> _Anforderung A_
Was kann laut dem Abschnitt zur Verfahrenserneuerung allein Gegenstand eines Antrags auf Verfahrenserneuerung im erweiterten Anwendungsbereich des § 363a StPO sein?
> _Anforderung B_
Führen Sie den Abschnitt zur Verfahrenserneuerung nach § 363a StPO im gleichen Stil fort.

3./ Zu beiden Beschlüssen:
[28] Weil nur die Verletzung eines Rechts der MRK oder eines ihrer Zusatzprotokolle Gegenstand eines Antrags auf Verfahrenserneuerung (auch) im erweiterten Anwendungsbereich des § 363a StPO sein kann (erneut RIS Justiz RS0132365), haben die in den Erneuerungsanträgen ebenfalls reklamierten Verletzungen der Art 83 B VG, Art 9 StGG, Art 47 GRC und der Richtlinie 2013/48/EU vom 22. Oktober 2013 von vornherein auf sich zu beruhen.

> _Datensätze_
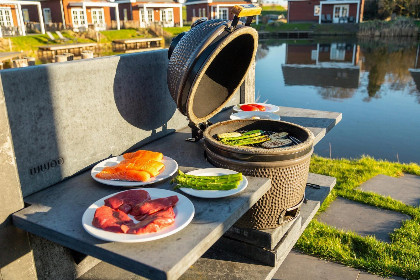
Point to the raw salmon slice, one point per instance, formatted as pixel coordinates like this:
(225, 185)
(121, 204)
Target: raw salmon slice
(145, 155)
(152, 166)
(125, 175)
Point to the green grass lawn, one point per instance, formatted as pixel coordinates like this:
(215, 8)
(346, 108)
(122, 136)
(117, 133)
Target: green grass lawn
(109, 35)
(401, 257)
(173, 31)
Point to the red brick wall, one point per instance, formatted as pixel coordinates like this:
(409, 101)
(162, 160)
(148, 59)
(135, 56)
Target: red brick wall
(55, 8)
(13, 11)
(136, 13)
(304, 10)
(33, 12)
(328, 10)
(123, 6)
(208, 9)
(196, 7)
(177, 17)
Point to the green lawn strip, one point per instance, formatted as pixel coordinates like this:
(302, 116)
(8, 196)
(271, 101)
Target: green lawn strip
(401, 257)
(366, 253)
(174, 31)
(109, 35)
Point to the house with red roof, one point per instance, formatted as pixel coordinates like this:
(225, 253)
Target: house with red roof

> _Antwort A_
Nur die Verletzung eines Rechts der MRK oder eines ihrer Zusatzprotokolle.

> _Antwort B_
[29] Die solcherart unzulässigen Erneuerungsanträge waren daher – in Übereinstimmung mit der Stellungnahme der Generalprokuratur – bereits bei der nichtöffentlichen Beratung in sinngemäßer Anwendung des Art 35 Abs 3 MRK zurückzuweisen (§ 363b Abs 2 StPO).